▶ _Aim_
Render every line below as a JSON list of strings, one string per line, with blank lines and pictures left out.

▶ _The records_
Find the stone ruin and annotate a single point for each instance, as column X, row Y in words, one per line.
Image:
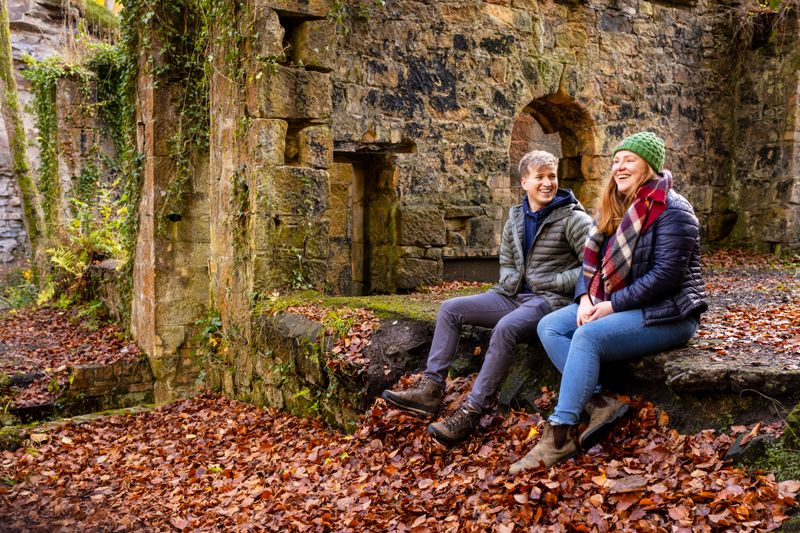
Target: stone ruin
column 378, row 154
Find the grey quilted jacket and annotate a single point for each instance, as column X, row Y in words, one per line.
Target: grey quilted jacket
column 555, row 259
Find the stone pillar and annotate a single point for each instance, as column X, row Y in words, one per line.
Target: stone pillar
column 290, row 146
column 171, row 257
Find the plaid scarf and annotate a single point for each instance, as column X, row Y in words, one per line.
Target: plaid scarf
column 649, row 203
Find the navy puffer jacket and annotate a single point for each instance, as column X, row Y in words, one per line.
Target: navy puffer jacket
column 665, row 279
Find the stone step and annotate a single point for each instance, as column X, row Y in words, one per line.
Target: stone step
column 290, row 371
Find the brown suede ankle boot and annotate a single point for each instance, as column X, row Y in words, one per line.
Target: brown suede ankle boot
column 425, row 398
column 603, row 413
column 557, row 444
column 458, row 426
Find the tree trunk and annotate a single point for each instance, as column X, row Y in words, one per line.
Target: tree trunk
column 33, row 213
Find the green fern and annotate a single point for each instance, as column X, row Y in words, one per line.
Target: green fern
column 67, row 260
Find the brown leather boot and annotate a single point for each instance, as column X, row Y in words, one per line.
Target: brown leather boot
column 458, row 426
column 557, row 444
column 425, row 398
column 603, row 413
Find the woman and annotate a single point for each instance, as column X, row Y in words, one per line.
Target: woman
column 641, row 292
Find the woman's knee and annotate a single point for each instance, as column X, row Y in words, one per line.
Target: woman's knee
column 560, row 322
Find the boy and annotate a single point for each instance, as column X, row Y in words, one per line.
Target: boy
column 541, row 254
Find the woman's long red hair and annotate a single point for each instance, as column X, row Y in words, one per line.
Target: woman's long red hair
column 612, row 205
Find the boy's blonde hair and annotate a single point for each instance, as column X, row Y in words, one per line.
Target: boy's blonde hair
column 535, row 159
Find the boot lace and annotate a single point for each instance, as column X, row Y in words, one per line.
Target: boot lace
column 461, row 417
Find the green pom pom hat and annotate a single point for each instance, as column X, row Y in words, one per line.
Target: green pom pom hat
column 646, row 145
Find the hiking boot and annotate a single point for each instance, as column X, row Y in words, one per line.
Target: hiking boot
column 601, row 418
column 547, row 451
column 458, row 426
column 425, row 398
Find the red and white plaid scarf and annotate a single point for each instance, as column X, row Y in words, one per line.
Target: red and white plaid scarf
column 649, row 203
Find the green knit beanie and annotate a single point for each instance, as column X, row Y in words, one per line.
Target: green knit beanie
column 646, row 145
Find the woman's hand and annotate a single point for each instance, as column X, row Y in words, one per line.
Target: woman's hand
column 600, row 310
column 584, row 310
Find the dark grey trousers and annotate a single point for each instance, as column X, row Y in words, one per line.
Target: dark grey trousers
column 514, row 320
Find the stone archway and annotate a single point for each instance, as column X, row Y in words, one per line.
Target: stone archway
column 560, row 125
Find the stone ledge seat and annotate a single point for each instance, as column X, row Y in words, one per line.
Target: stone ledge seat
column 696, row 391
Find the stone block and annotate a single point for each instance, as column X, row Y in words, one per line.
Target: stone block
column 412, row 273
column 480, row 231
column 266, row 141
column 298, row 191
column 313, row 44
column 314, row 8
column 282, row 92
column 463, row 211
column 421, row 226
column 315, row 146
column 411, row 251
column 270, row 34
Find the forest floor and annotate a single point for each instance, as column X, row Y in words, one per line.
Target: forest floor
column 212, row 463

▶ _Finished answer_
[
  "Find the stone ruin and annotate a single point for each instance, as column X, row Y in words, one per line.",
  "Image:",
  "Target: stone ruin",
  "column 378, row 154",
  "Find the grey quilted jacket and annotate a single point for each instance, as column X, row Y in words, one per line.",
  "Target: grey quilted jacket",
  "column 555, row 259",
  "Find the stone pillar and annotate a single point for each instance, as column X, row Y in words, one per line.",
  "Target: stone pillar",
  "column 290, row 146",
  "column 171, row 257",
  "Find the plaid scarf and annotate a single point for each instance, as column X, row Y in words, one per line.",
  "Target: plaid scarf",
  "column 649, row 203",
  "Find the navy puffer jacket and annotate a single point for each instance, as column X, row Y in words, one per line.",
  "Target: navy puffer jacket",
  "column 665, row 279",
  "Find the stone step and annotate a single point for each instance, as column X, row Y in words, one per line.",
  "Target: stone step",
  "column 290, row 371",
  "Find the brown suede ankle boot and annotate a single point for each instance, as column X, row Y in words, one per line.",
  "Target: brown suede ankle boot",
  "column 425, row 398",
  "column 603, row 413",
  "column 557, row 444",
  "column 458, row 426",
  "Find the tree trunk and annotate a single point for each instance, as column X, row Y in words, one per line.",
  "Target: tree trunk",
  "column 33, row 213",
  "Find the green fern and annotate a single point for each instance, as column X, row Y in words, one per line.",
  "Target: green fern",
  "column 67, row 260",
  "Find the brown leather boot and annotate a single point for each instance, as column X, row Y in words, one per line.",
  "Target: brown leather boot",
  "column 458, row 426",
  "column 557, row 444",
  "column 425, row 398",
  "column 603, row 413",
  "Find the woman and annotate a single point for each instance, as column X, row Y in words, one per line.",
  "Target: woman",
  "column 641, row 292",
  "Find the woman's knee and annotate a single point for each instance, as column X, row Y in words, one per line.",
  "Target: woman's knee",
  "column 560, row 322",
  "Find the boy and annotate a single point for each instance, as column X, row Y in words, one per line.",
  "Target: boy",
  "column 541, row 254",
  "Find the woman's long red hair and annotate a single point for each instance, as column X, row Y in words, one per line.",
  "Target: woman's long red hair",
  "column 612, row 205",
  "Find the boy's blonde hair and annotate a single point for each instance, as column X, row Y in words, one per line.",
  "Target: boy's blonde hair",
  "column 535, row 159",
  "Find the boot lace and annotate a single point for each instance, as column X, row Y in words, one per line.",
  "Target: boot lace",
  "column 461, row 417",
  "Find the green pom pom hat and annotate a single point for each instance, as column X, row Y in words, one per line.",
  "Target: green pom pom hat",
  "column 646, row 145",
  "Find the hiking boot and annotate a single point for each instance, as column X, row Y in words, one per line.",
  "Target: hiking boot",
  "column 601, row 418",
  "column 547, row 451",
  "column 458, row 426",
  "column 425, row 398",
  "Find the red and white plaid scarf and annotate a single point for each instance, as column X, row Y in words, one per line.",
  "Target: red and white plaid scarf",
  "column 649, row 203",
  "Find the green knit beanie and annotate a single point for each instance, as column X, row Y in words, one per line.",
  "Target: green knit beanie",
  "column 646, row 145",
  "Find the woman's hand and annotate a single point for each instance, as column X, row Y in words, one per line.",
  "Target: woman's hand",
  "column 600, row 310",
  "column 584, row 310",
  "Find the dark grey trousers and annotate a single point for each instance, as column X, row Y in words, one per line.",
  "Target: dark grey trousers",
  "column 514, row 320",
  "Find the stone archway and annotate a single point for each instance, as column X, row Y in words, one per line.",
  "Target: stone archway",
  "column 560, row 125",
  "Find the stone ledge seat and annotate a single point for each instance, as column X, row Y in words, one per line.",
  "Target: stone ledge seat",
  "column 696, row 391",
  "Find the stone block and annotate a single point for each instance, as column X, row Y in words, one per line.",
  "Target: stone block",
  "column 412, row 273",
  "column 480, row 231",
  "column 266, row 141",
  "column 298, row 191",
  "column 313, row 44",
  "column 314, row 8",
  "column 282, row 92",
  "column 463, row 211",
  "column 421, row 226",
  "column 315, row 146",
  "column 411, row 251",
  "column 270, row 34",
  "Find the forest floor and annotate a single point for each instance, as column X, row Y in words, one per line.",
  "Target: forest floor",
  "column 212, row 463"
]